* START *

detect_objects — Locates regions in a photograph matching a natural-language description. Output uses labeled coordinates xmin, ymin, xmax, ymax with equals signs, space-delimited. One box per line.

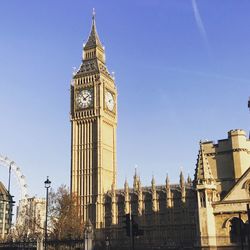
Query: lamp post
xmin=84 ymin=221 xmax=93 ymax=250
xmin=44 ymin=176 xmax=51 ymax=250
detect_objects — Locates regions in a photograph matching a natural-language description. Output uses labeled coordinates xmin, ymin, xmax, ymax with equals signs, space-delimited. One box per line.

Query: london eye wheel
xmin=0 ymin=155 xmax=28 ymax=200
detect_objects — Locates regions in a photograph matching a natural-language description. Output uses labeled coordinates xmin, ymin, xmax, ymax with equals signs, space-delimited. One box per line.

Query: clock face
xmin=105 ymin=91 xmax=115 ymax=111
xmin=76 ymin=89 xmax=93 ymax=109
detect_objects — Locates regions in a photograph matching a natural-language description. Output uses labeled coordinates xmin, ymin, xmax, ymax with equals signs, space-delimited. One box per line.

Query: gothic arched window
xmin=229 ymin=217 xmax=244 ymax=243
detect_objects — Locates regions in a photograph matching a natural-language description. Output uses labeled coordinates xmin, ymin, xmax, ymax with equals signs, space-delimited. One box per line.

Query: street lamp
xmin=44 ymin=176 xmax=51 ymax=250
xmin=84 ymin=221 xmax=93 ymax=250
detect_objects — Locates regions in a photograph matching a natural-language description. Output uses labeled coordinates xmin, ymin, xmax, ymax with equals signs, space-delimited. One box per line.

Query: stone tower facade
xmin=71 ymin=13 xmax=117 ymax=228
xmin=71 ymin=12 xmax=250 ymax=250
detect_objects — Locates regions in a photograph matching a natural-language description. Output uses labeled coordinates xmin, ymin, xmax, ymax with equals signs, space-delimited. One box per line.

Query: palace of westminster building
xmin=71 ymin=15 xmax=250 ymax=249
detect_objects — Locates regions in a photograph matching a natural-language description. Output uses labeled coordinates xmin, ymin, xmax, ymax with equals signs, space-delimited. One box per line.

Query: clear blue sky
xmin=0 ymin=0 xmax=250 ymax=200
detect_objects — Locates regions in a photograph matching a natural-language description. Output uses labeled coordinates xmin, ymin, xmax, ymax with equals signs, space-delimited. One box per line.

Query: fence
xmin=0 ymin=239 xmax=88 ymax=250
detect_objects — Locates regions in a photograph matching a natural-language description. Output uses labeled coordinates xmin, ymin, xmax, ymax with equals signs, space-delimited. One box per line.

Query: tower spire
xmin=92 ymin=8 xmax=95 ymax=21
xmin=84 ymin=8 xmax=104 ymax=51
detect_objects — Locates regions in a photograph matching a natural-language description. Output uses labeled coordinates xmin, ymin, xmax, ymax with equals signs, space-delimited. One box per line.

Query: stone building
xmin=194 ymin=129 xmax=250 ymax=249
xmin=71 ymin=14 xmax=250 ymax=249
xmin=0 ymin=182 xmax=13 ymax=239
xmin=14 ymin=197 xmax=46 ymax=237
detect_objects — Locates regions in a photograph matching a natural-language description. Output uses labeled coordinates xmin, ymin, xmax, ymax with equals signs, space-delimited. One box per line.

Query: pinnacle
xmin=84 ymin=9 xmax=103 ymax=50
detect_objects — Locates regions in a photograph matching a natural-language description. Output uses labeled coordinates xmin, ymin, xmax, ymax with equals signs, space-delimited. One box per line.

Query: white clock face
xmin=76 ymin=89 xmax=93 ymax=109
xmin=105 ymin=91 xmax=115 ymax=111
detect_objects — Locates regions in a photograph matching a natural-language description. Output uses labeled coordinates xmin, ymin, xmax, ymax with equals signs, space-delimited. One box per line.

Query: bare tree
xmin=48 ymin=185 xmax=84 ymax=240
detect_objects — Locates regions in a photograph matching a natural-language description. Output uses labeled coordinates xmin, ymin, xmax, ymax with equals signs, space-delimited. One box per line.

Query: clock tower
xmin=71 ymin=13 xmax=117 ymax=228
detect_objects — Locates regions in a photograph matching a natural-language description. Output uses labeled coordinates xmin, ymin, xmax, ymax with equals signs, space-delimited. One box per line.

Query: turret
xmin=111 ymin=183 xmax=117 ymax=224
xmin=166 ymin=175 xmax=172 ymax=208
xmin=83 ymin=10 xmax=105 ymax=64
xmin=137 ymin=179 xmax=143 ymax=215
xmin=151 ymin=176 xmax=158 ymax=212
xmin=194 ymin=142 xmax=216 ymax=247
xmin=180 ymin=171 xmax=186 ymax=202
xmin=133 ymin=168 xmax=140 ymax=191
xmin=124 ymin=179 xmax=130 ymax=214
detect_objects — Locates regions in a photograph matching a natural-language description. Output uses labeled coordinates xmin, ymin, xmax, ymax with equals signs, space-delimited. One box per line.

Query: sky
xmin=0 ymin=0 xmax=250 ymax=203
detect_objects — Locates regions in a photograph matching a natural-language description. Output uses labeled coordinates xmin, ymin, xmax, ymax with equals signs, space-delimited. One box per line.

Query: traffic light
xmin=123 ymin=214 xmax=130 ymax=236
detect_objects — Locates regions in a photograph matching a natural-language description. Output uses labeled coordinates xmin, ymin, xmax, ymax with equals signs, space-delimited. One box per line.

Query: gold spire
xmin=84 ymin=8 xmax=103 ymax=50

* END *

**Your goal**
Drop the images and repeat the data exactly.

**Completed task**
detect_objects — Locates regions in a photograph matching a natural-language description. Output uses labeled coordinates xmin, ymin, xmax, ymax with equals signs, space-delimited. One box per line.

Query: lamp post
xmin=84 ymin=221 xmax=93 ymax=250
xmin=44 ymin=176 xmax=51 ymax=250
detect_objects — Locates regions in a photograph matching a natural-language description. Output uses labeled coordinates xmin, ymin, xmax, ymax with equals signs, space-delimited. One box per line.

Query: london eye wheel
xmin=0 ymin=155 xmax=28 ymax=200
detect_objects — Locates regions in a photograph matching a natural-language description. Output uses labeled coordinates xmin, ymin, xmax, ymax with equals signs, space-delimited. One box per line.

Query: clock face
xmin=105 ymin=91 xmax=115 ymax=111
xmin=76 ymin=89 xmax=93 ymax=109
detect_objects — Locates regions in a photograph matching a natural-language description. Output uses labeled coordinates xmin, ymin, xmax, ymax with equals signs, space-delimited. One box per line.

Query: gothic arched window
xmin=229 ymin=217 xmax=244 ymax=243
detect_objects — Locates regions in a photograph matching a natural-language description. Output uses labeled coordinates xmin, ymin, xmax, ymax with equals signs, space-delimited. One box per line.

Query: street lamp
xmin=44 ymin=176 xmax=51 ymax=250
xmin=84 ymin=221 xmax=93 ymax=250
detect_objects — Locates regions in a photograph matching a natural-language description. Output uses labeled coordinates xmin, ymin, xmax, ymax with equals signs, space-delimited. One box per line.

Query: stone tower facade
xmin=71 ymin=13 xmax=117 ymax=228
xmin=71 ymin=12 xmax=250 ymax=250
detect_objects — Locates regions in a photograph matching a natural-language description. Output uses labeled coordinates xmin, ymin, xmax, ymax with equals signs, space-delimited. One box per line.

Query: palace of westminster building
xmin=71 ymin=15 xmax=250 ymax=249
detect_objects — Locates regions in a photograph matching a natural-language description. Output uses labeled coordinates xmin, ymin, xmax, ymax with equals signs, space-delimited. One box per line.

Query: clear blue sky
xmin=0 ymin=0 xmax=250 ymax=200
detect_objects — Locates regions in a photograph matching a natural-language description. Output uses labeled coordinates xmin, ymin, xmax, ymax with equals signs, space-delimited. One box per line.

Query: fence
xmin=0 ymin=239 xmax=88 ymax=250
detect_objects — Locates regions in a photograph matching a natural-language description. Output uses labeled coordinates xmin, ymin, xmax, ymax with equals signs, space-delimited. One box per line.

Query: tower spire
xmin=92 ymin=8 xmax=95 ymax=21
xmin=84 ymin=8 xmax=104 ymax=51
detect_objects — Locates regions in a photograph matching a natural-language description. Output uses labeled coordinates xmin, ymin, xmax, ymax with equals signs, space-delimited. One box per line.

Query: stone building
xmin=194 ymin=129 xmax=250 ymax=249
xmin=71 ymin=14 xmax=250 ymax=249
xmin=0 ymin=182 xmax=13 ymax=239
xmin=14 ymin=197 xmax=46 ymax=237
detect_objects — Locates regions in a photograph matching a natural-language description. Output uses labeled coordinates xmin, ymin, xmax, ymax with equals signs, space-delimited. One box per line.

Query: pinnacle
xmin=84 ymin=9 xmax=103 ymax=50
detect_objects — Locates regions in a photograph matching a natural-language description. Output uses labeled coordinates xmin, ymin, xmax, ymax with equals signs, space-delimited. One box per line.

Query: white clock face
xmin=76 ymin=89 xmax=93 ymax=109
xmin=105 ymin=91 xmax=115 ymax=111
detect_objects — Locates regions in a photograph matching a natural-language description. Output uses labeled coordinates xmin, ymin, xmax, ymax with equals signs, space-delimited. One box per line.

Query: bare tree
xmin=48 ymin=185 xmax=84 ymax=240
detect_objects — Locates regions in a photograph matching a natural-language description. Output uses labeled coordinates xmin, ymin, xmax, ymax with equals signs, space-delimited. One box per line.

Query: clock tower
xmin=71 ymin=13 xmax=117 ymax=228
detect_objects — Locates regions in a photograph matching a natural-language description. Output uses labeled coordinates xmin, ymin, xmax, ymax with equals signs, space-delimited. One box per line.

Query: turret
xmin=111 ymin=183 xmax=117 ymax=224
xmin=166 ymin=175 xmax=172 ymax=208
xmin=83 ymin=10 xmax=105 ymax=64
xmin=137 ymin=179 xmax=143 ymax=215
xmin=151 ymin=176 xmax=158 ymax=212
xmin=194 ymin=142 xmax=216 ymax=247
xmin=180 ymin=171 xmax=186 ymax=202
xmin=133 ymin=168 xmax=140 ymax=191
xmin=124 ymin=179 xmax=130 ymax=214
detect_objects — Locates regions in a photograph matching a natural-language description. Output uses labeled coordinates xmin, ymin, xmax, ymax with equals signs, space-delimited. One box per line.

Query: sky
xmin=0 ymin=0 xmax=250 ymax=203
detect_objects — Locates regions in a photograph matching a natural-language description. Output uses labeled coordinates xmin, ymin, xmax, ymax with equals signs, space-delimited. One box per line.

Query: traffic light
xmin=123 ymin=214 xmax=130 ymax=236
detect_objects — Locates regions in a photograph matching a natural-language description. Output uses labeled coordinates xmin, ymin, xmax, ymax with equals signs, space-delimited. One box per line.

Query: gold spire
xmin=84 ymin=8 xmax=103 ymax=50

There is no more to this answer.